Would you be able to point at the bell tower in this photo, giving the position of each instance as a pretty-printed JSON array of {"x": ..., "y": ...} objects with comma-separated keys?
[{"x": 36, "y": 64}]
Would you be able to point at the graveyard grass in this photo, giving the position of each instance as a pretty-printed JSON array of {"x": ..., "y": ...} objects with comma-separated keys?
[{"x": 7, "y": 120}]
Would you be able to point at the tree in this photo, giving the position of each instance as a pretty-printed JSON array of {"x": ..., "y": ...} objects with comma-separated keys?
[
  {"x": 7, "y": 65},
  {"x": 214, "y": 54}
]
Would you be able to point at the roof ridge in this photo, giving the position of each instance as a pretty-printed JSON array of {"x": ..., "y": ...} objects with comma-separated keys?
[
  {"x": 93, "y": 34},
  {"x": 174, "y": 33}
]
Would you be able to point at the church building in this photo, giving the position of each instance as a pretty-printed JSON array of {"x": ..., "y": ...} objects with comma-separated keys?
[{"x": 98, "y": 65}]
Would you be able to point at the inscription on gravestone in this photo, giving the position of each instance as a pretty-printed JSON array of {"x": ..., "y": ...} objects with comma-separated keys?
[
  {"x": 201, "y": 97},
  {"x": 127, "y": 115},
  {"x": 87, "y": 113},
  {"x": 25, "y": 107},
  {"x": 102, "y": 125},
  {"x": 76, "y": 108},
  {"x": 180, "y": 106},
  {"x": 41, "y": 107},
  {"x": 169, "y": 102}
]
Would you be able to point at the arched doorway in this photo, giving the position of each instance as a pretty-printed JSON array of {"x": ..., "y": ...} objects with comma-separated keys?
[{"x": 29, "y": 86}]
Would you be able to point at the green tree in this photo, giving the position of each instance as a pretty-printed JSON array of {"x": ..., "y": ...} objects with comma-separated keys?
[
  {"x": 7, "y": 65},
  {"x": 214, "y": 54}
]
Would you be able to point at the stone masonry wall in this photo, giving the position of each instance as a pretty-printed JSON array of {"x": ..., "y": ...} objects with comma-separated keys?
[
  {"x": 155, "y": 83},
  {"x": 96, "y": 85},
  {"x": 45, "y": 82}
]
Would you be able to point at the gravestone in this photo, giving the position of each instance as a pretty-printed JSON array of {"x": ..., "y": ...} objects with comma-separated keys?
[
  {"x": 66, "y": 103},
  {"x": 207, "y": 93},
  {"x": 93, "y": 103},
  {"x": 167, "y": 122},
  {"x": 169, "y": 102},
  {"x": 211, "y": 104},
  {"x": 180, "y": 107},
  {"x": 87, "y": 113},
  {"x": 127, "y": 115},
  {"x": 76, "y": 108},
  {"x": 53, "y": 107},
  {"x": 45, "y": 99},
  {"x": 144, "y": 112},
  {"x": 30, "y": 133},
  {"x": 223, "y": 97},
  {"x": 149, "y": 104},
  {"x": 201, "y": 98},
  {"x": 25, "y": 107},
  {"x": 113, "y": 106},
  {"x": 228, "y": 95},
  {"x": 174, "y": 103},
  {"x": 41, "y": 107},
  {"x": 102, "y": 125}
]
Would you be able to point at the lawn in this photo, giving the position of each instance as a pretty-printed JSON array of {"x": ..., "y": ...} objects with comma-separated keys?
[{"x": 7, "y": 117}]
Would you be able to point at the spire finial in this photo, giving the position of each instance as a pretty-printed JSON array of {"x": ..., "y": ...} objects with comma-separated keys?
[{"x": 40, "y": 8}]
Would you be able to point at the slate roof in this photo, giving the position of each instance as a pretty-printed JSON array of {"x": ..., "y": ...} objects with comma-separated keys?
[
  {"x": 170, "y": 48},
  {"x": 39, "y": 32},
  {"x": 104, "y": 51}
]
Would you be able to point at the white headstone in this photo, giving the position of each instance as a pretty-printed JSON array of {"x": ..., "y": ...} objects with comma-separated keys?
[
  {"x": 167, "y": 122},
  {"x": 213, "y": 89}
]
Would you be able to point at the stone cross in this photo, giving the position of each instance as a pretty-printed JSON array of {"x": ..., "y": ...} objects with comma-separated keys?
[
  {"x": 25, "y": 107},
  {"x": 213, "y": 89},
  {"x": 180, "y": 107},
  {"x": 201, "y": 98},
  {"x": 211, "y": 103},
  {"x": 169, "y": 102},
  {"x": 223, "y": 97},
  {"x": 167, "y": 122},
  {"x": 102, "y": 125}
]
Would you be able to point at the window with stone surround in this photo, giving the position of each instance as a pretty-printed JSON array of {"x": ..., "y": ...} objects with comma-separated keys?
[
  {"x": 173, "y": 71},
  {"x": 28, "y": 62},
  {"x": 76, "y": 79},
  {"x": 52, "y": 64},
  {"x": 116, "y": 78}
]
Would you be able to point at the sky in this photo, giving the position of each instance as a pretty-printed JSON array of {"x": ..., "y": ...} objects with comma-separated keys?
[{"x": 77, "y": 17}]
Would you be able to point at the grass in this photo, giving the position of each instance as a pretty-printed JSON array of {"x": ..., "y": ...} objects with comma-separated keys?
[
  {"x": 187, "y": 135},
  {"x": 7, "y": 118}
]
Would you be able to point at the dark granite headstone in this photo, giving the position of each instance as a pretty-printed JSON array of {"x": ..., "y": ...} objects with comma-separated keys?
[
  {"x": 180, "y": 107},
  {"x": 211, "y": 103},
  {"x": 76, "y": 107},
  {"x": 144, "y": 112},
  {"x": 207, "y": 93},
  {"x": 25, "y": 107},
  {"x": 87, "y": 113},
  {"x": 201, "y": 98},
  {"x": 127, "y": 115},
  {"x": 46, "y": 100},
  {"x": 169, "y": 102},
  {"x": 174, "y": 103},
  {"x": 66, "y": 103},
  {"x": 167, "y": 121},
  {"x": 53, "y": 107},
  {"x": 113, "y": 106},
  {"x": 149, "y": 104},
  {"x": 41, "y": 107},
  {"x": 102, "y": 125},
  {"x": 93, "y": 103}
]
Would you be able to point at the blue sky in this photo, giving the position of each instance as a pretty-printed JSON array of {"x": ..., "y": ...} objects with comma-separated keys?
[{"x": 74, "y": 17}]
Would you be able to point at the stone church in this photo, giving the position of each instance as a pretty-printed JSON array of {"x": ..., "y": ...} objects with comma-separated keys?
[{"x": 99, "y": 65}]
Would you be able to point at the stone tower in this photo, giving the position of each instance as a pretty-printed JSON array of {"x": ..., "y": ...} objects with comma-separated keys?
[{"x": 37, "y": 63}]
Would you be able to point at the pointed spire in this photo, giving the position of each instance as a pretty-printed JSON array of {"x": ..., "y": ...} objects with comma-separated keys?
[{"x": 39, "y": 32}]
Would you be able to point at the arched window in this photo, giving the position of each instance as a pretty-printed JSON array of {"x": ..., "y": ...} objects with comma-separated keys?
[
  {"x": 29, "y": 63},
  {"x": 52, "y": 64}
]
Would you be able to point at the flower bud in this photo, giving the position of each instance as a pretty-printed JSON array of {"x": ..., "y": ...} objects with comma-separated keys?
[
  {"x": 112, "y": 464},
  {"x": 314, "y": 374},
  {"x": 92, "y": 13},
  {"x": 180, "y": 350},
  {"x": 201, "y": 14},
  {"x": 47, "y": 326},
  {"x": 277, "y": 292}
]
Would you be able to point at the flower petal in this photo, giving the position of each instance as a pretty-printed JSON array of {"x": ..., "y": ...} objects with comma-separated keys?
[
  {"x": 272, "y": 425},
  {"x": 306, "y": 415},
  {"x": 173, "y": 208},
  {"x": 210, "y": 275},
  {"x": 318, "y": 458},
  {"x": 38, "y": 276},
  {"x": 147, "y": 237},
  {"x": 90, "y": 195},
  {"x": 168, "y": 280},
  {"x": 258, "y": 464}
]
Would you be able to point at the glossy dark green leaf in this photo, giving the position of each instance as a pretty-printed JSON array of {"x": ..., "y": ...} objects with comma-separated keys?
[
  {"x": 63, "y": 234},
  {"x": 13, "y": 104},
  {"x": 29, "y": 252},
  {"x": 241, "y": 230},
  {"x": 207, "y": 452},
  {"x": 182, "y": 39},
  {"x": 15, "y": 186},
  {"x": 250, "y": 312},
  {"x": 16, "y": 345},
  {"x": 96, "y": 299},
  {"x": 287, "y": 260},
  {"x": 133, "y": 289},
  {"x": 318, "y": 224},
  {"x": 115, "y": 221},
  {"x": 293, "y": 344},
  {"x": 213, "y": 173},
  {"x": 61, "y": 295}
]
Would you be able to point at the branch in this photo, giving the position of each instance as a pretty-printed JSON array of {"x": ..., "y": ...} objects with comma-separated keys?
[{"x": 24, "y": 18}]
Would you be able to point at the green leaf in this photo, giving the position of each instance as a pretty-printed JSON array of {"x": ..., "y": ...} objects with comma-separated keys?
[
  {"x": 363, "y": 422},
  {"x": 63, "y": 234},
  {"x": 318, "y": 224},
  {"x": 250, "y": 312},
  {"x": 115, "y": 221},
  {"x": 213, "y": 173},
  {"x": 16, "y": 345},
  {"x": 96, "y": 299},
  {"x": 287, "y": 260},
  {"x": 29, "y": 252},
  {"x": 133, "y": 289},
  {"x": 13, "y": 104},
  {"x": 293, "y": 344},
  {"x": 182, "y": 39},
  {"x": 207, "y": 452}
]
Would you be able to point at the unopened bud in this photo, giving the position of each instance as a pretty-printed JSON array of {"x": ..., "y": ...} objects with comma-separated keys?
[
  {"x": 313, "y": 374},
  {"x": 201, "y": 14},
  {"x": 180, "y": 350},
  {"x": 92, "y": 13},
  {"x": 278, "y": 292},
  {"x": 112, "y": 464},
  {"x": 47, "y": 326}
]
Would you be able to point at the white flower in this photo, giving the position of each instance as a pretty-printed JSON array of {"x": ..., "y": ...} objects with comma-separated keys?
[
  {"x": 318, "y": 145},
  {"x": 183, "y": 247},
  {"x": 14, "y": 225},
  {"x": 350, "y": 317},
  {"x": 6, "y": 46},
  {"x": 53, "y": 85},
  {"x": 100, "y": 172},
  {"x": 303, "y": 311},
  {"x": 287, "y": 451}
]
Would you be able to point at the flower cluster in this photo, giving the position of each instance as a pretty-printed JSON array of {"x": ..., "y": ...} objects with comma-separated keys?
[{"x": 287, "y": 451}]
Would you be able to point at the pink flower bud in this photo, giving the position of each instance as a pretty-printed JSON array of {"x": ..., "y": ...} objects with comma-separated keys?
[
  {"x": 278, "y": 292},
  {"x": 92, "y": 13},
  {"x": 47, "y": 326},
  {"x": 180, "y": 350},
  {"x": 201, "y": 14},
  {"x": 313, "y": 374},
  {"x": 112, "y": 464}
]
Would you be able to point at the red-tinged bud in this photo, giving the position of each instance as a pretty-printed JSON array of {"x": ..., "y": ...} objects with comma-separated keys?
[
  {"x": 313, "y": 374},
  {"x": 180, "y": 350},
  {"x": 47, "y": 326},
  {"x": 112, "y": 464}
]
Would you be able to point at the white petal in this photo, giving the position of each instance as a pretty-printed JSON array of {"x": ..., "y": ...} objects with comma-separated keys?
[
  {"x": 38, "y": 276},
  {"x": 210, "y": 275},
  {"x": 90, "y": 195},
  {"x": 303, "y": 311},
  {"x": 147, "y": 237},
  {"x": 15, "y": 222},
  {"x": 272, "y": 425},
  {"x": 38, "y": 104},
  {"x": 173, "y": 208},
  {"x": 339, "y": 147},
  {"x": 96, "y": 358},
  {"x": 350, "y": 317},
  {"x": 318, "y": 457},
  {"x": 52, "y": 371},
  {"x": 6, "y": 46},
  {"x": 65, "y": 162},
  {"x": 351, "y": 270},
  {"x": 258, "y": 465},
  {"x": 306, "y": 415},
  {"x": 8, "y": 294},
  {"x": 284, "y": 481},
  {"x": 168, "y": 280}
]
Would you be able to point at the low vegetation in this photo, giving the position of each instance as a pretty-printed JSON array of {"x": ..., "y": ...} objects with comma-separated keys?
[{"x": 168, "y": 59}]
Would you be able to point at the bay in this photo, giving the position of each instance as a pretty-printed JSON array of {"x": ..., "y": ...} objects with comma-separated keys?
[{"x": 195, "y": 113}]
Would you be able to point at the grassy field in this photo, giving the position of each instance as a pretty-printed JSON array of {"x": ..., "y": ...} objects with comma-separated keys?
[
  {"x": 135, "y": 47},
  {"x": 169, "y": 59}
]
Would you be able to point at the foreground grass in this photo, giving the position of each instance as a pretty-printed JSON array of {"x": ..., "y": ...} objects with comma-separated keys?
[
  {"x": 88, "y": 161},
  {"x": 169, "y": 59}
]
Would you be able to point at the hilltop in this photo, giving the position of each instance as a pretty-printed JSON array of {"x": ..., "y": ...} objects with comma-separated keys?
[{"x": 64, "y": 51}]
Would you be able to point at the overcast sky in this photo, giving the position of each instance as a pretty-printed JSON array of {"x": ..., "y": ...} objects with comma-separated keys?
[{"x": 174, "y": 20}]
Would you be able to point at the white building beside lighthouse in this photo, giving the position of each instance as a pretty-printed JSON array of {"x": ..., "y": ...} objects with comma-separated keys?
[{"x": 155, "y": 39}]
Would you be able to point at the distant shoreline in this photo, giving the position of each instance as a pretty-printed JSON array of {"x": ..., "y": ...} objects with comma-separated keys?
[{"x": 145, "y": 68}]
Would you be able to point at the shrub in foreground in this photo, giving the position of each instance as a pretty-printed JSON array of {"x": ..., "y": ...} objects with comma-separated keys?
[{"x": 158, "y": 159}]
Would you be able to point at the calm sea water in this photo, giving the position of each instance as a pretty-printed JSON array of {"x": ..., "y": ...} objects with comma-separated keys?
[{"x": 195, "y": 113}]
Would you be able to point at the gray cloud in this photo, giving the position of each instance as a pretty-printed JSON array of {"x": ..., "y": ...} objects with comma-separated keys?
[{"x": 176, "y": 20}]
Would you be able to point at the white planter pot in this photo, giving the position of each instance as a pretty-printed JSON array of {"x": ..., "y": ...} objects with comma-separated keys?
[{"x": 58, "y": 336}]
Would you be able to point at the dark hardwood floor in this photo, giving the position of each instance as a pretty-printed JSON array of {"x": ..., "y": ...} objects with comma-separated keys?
━━━━━━━━━━━━━━━━
> **THE REQUEST**: Please copy word for word the part of the records that opens with the line containing "Would you be able to point at the white planter" and runs through the end of the records.

> **SOLVED PROBLEM**:
Would you be able to point at the white planter pot in this photo, giving the position of each instance as a pretty-printed JSON array of {"x": ..., "y": ...} objects with comma-separated keys?
[{"x": 58, "y": 336}]
Would you be able to point at the dark hardwood floor in this photo, giving the position of each instance as a pretty-printed JSON array of {"x": ..., "y": ...} objects with comma-separated keys?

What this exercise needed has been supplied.